**INFORMATION SHOWN**
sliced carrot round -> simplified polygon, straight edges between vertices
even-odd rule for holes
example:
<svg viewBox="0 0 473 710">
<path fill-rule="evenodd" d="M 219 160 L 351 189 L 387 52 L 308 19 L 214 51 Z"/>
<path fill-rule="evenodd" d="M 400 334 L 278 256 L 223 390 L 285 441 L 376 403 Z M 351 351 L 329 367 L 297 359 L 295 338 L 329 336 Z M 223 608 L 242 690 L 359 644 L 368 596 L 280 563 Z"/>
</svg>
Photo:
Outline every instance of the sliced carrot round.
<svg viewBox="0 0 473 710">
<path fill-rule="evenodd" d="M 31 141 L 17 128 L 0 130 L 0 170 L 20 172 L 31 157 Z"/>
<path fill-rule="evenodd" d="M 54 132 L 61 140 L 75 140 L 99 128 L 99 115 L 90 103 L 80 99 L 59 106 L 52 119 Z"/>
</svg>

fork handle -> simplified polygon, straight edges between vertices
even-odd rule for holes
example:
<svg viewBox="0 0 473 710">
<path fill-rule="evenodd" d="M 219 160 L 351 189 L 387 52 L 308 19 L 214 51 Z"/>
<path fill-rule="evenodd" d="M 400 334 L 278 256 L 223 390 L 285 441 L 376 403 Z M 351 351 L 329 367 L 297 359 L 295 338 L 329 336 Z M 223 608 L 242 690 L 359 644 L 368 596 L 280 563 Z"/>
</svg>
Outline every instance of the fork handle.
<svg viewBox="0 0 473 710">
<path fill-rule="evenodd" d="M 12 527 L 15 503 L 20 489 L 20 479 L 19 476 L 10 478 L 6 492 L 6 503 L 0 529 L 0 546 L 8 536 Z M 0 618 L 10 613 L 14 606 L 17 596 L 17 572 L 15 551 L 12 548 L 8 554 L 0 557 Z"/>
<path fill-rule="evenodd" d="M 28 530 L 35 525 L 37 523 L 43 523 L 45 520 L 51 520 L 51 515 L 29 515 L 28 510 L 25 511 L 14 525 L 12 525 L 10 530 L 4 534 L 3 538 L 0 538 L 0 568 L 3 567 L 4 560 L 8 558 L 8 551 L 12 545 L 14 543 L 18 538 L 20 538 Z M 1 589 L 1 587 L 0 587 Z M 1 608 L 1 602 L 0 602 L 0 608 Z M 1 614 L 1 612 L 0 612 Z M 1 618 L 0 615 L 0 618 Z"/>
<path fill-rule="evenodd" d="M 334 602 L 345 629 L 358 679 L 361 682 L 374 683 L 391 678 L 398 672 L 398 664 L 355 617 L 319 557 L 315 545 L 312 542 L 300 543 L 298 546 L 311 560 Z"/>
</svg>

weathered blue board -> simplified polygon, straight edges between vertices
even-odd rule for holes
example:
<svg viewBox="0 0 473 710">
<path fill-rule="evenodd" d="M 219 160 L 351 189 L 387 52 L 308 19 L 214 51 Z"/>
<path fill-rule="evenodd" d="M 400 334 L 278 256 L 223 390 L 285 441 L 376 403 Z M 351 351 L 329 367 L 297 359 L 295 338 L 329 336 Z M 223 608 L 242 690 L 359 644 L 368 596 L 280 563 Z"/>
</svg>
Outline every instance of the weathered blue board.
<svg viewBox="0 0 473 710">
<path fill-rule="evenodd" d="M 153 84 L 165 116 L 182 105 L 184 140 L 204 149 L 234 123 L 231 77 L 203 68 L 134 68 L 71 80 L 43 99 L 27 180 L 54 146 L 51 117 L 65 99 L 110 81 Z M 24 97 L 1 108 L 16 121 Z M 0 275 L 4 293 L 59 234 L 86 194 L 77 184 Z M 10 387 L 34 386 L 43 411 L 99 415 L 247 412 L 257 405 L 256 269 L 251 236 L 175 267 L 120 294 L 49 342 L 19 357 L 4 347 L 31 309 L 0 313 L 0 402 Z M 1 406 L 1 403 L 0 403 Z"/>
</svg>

**WHAT YOU SHOULD DO**
Convert every line of the rows above into a numbered list with one line per item, omitting the blank lines.

**ANSWER TO THIS TASK**
1. sliced carrot round -> simplified polygon, straight edges between vertices
2. even-odd rule for holes
3. example:
4. <svg viewBox="0 0 473 710">
5. <path fill-rule="evenodd" d="M 219 160 L 351 189 L 387 52 L 308 19 L 214 51 Z"/>
6. <path fill-rule="evenodd" d="M 400 334 L 278 256 L 223 390 L 285 441 L 376 403 Z M 351 351 L 329 367 L 297 359 L 295 338 L 329 336 Z M 223 608 L 242 690 L 359 644 L 368 596 L 280 563 Z"/>
7. </svg>
8. Photo:
9. Outline every instance of the sliced carrot round.
10. <svg viewBox="0 0 473 710">
11. <path fill-rule="evenodd" d="M 31 141 L 17 128 L 0 130 L 0 170 L 20 172 L 31 157 Z"/>
12. <path fill-rule="evenodd" d="M 54 132 L 61 140 L 75 140 L 99 128 L 99 115 L 90 103 L 80 99 L 59 106 L 52 119 Z"/>
13. </svg>
14. fork handle -> simplified polygon, straight edges between vertices
15. even-odd rule for holes
16. example:
17. <svg viewBox="0 0 473 710">
18. <path fill-rule="evenodd" d="M 219 160 L 351 189 L 387 52 L 308 19 L 214 51 Z"/>
19. <path fill-rule="evenodd" d="M 400 334 L 278 256 L 223 390 L 285 441 L 376 403 Z M 351 351 L 329 367 L 297 359 L 295 338 L 329 336 Z M 223 608 L 242 690 L 359 644 L 368 596 L 280 563 Z"/>
20. </svg>
21. Outline every instance of the fork handle.
22. <svg viewBox="0 0 473 710">
23. <path fill-rule="evenodd" d="M 12 527 L 15 503 L 20 489 L 20 479 L 19 476 L 10 478 L 6 492 L 6 503 L 0 529 L 0 546 L 8 536 Z M 0 618 L 10 613 L 14 606 L 17 596 L 17 572 L 15 551 L 12 548 L 8 554 L 0 557 Z"/>
24. <path fill-rule="evenodd" d="M 28 530 L 35 525 L 37 523 L 43 523 L 45 520 L 51 520 L 51 515 L 29 515 L 28 510 L 25 511 L 14 525 L 12 525 L 10 530 L 4 534 L 3 538 L 0 538 L 0 568 L 3 567 L 4 560 L 8 558 L 8 551 L 12 545 L 14 543 L 18 538 L 20 538 Z M 1 589 L 1 587 L 0 587 Z M 1 608 L 1 602 L 0 602 L 0 608 Z M 1 614 L 1 612 L 0 612 Z M 1 618 L 0 615 L 0 618 Z"/>
25. <path fill-rule="evenodd" d="M 334 602 L 345 629 L 358 679 L 361 682 L 374 683 L 391 678 L 398 672 L 398 664 L 355 617 L 319 557 L 315 545 L 312 542 L 300 543 L 298 546 L 311 560 Z"/>
26. </svg>
27. weathered blue board -> simplified polygon, straight edges between vertices
28. even-odd rule for holes
29. example:
30. <svg viewBox="0 0 473 710">
31. <path fill-rule="evenodd" d="M 219 160 L 351 189 L 387 52 L 308 19 L 214 51 Z"/>
32. <path fill-rule="evenodd" d="M 400 334 L 278 256 L 223 390 L 285 441 L 376 403 Z M 351 351 L 329 367 L 297 359 L 295 338 L 329 336 Z M 223 608 L 242 690 L 359 644 L 368 596 L 280 563 Z"/>
33. </svg>
34. Outline every instance of the weathered blue board.
35. <svg viewBox="0 0 473 710">
36. <path fill-rule="evenodd" d="M 153 84 L 165 116 L 182 105 L 184 140 L 204 149 L 234 123 L 231 77 L 203 68 L 134 68 L 71 80 L 43 99 L 27 180 L 54 146 L 51 117 L 65 99 L 110 81 Z M 24 97 L 1 108 L 16 121 Z M 0 275 L 4 293 L 59 234 L 86 194 L 77 184 Z M 10 387 L 34 386 L 43 411 L 99 415 L 247 412 L 257 405 L 256 269 L 251 236 L 175 267 L 120 294 L 49 342 L 19 357 L 4 347 L 31 309 L 0 313 L 0 402 Z M 1 406 L 1 403 L 0 403 Z"/>
37. </svg>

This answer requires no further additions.